> **Stated task**:
Copy out the lines of the entries below, starting at the line containing "of the crenellated" and ending at the last line of the entries, with the requests included. Multiply every coordinate in the answers by 0.9 and round each result to a whole number, rounding halves up.

[Start of Input records]

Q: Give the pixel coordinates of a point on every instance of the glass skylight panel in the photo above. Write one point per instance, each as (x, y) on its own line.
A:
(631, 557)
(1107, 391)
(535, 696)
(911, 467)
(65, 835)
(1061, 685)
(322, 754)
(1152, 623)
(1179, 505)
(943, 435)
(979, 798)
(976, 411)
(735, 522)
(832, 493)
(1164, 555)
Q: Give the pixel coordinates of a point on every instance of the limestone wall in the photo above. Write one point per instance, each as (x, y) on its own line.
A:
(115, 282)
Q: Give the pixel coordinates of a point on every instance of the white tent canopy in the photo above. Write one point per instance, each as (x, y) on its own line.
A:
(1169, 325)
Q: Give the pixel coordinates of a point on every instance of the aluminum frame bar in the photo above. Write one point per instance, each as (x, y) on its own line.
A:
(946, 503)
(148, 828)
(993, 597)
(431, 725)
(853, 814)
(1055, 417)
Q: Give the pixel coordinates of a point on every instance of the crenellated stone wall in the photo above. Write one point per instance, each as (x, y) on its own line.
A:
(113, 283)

[End of Input records]

> **Written reply**:
Q: Give the pixel coordinates of a point on every instance of the crenellated stone wall in the photo above. Write one point per instance, each as (x, y) on its own line.
A:
(102, 255)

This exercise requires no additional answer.